=== YOUR OBJECTIVE ===
Can you locate every line in the data below that contains the string "stick" and copy each of those lines out? Case counts when matching.

=== INPUT FOR THIS TASK ===
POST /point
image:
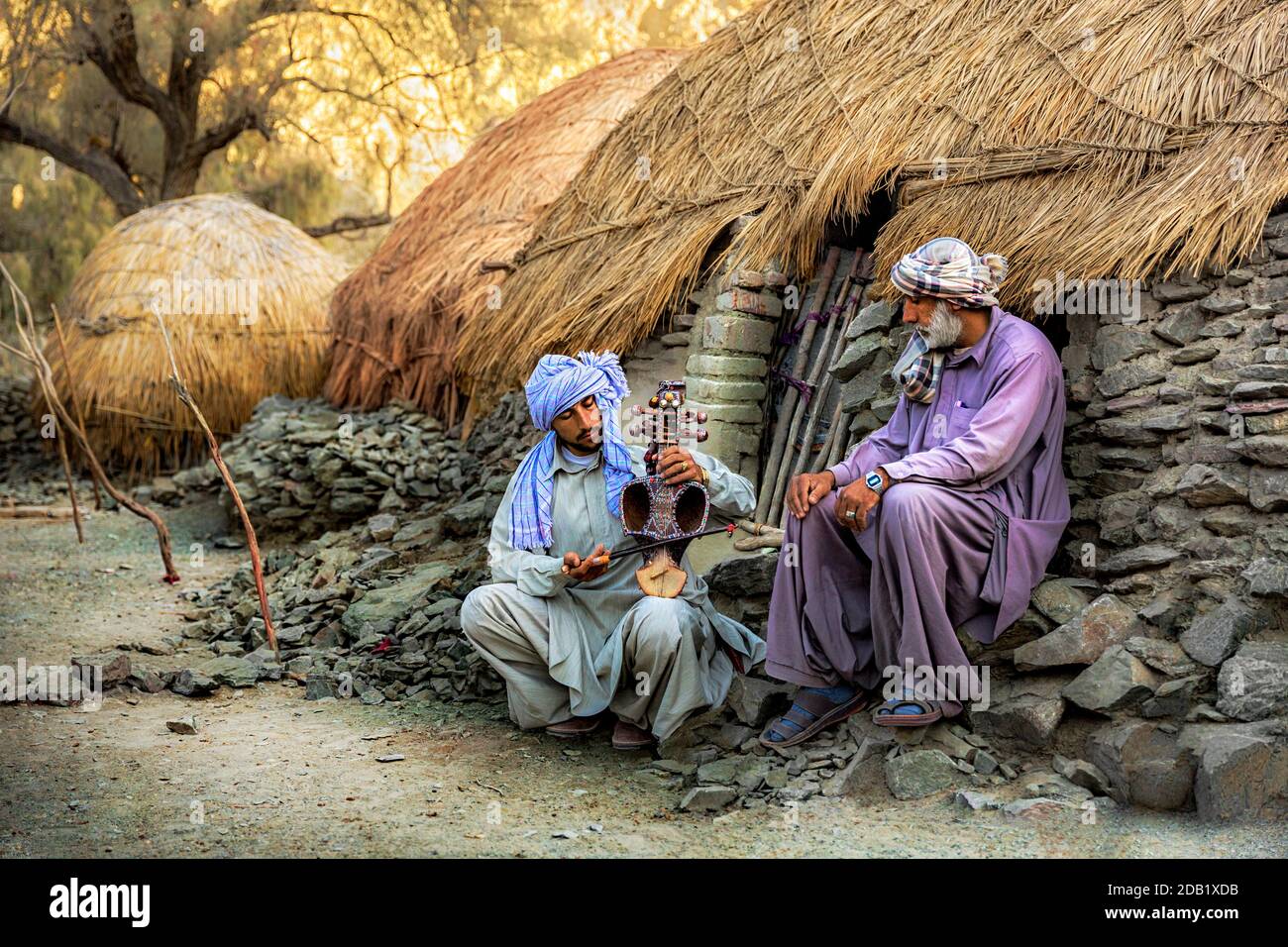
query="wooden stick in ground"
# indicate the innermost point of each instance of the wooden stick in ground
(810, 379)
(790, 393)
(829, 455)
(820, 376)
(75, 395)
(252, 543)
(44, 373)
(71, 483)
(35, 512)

* * *

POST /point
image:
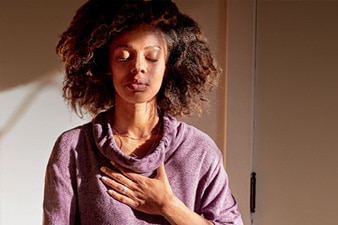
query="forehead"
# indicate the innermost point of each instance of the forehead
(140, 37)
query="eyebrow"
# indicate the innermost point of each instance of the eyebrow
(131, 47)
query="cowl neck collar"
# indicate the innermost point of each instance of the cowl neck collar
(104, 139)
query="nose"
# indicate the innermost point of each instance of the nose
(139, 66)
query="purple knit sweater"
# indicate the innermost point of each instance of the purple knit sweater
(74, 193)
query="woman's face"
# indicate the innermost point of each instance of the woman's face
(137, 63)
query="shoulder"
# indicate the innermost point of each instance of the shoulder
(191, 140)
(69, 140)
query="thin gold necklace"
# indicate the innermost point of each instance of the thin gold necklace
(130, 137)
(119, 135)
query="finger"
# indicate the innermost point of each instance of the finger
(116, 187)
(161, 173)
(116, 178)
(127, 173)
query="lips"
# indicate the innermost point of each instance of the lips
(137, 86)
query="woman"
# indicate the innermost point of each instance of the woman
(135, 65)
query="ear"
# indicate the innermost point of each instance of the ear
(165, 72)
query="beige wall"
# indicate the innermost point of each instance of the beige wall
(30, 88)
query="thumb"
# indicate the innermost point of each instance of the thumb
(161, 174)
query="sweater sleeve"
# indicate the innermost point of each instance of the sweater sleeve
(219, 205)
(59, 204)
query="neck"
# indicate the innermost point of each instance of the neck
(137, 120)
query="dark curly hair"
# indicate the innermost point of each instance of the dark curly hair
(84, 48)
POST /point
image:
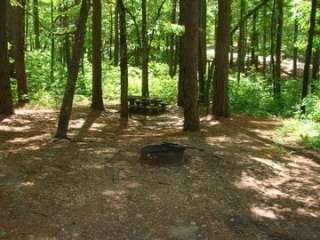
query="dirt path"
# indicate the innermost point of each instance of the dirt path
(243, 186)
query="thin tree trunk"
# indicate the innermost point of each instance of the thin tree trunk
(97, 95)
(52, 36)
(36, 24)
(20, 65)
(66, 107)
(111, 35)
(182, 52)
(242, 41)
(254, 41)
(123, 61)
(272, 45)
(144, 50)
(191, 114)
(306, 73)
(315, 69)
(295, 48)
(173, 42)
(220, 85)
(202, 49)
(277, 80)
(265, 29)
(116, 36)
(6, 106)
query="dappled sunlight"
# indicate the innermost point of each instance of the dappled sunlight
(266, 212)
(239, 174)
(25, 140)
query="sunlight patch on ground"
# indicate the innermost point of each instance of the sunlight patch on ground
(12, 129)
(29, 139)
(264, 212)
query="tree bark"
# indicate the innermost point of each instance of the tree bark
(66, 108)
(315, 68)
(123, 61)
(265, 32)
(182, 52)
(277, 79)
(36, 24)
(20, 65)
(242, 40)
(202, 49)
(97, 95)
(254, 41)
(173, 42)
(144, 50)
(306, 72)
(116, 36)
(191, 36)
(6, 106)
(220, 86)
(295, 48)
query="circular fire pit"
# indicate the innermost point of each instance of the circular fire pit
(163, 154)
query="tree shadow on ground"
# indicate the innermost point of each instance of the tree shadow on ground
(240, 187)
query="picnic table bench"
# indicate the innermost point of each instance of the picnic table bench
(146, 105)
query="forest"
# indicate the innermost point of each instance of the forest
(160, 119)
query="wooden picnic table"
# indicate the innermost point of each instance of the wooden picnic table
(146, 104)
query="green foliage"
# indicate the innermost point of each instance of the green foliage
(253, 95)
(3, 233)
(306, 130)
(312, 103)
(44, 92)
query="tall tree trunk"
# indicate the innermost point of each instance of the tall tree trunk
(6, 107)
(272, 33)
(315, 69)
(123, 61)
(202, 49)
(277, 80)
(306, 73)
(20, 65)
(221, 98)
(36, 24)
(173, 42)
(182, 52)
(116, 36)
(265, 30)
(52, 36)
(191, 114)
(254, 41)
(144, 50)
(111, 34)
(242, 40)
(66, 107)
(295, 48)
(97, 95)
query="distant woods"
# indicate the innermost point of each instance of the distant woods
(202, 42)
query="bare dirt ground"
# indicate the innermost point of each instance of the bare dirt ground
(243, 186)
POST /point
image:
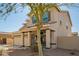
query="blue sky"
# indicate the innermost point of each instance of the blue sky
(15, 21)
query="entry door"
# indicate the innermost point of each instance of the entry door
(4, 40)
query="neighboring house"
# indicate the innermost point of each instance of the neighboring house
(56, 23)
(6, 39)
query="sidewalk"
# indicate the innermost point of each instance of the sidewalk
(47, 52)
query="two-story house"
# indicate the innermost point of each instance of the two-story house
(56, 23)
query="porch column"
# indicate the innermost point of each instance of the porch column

---

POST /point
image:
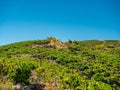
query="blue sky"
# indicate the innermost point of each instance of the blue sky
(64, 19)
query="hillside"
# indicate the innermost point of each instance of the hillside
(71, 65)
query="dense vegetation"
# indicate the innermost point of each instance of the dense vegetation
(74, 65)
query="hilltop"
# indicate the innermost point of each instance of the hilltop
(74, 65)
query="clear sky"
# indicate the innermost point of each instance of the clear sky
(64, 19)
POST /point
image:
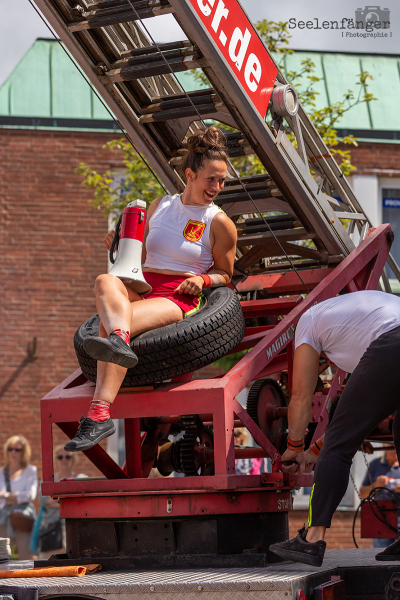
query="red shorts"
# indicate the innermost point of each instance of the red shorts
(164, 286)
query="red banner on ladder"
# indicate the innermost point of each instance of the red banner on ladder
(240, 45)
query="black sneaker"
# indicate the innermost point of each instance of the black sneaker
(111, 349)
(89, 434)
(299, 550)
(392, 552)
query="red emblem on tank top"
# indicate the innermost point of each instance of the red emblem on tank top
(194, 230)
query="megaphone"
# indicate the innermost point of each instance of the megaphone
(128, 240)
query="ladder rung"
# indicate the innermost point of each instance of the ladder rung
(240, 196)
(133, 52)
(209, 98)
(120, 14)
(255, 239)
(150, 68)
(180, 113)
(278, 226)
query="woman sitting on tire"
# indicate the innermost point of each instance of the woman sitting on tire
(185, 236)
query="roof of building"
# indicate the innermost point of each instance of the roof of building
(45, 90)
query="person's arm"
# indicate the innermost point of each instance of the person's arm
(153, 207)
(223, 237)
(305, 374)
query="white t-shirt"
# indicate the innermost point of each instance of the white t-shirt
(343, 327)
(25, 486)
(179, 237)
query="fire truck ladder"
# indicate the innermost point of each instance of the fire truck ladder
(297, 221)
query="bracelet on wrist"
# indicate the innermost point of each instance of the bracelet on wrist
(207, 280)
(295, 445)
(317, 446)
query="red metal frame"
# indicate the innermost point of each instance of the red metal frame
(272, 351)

=== WORKED ANSWER ===
query="wooden stick in ground"
# indicate the innermost point of each instance of the wooden stick in ground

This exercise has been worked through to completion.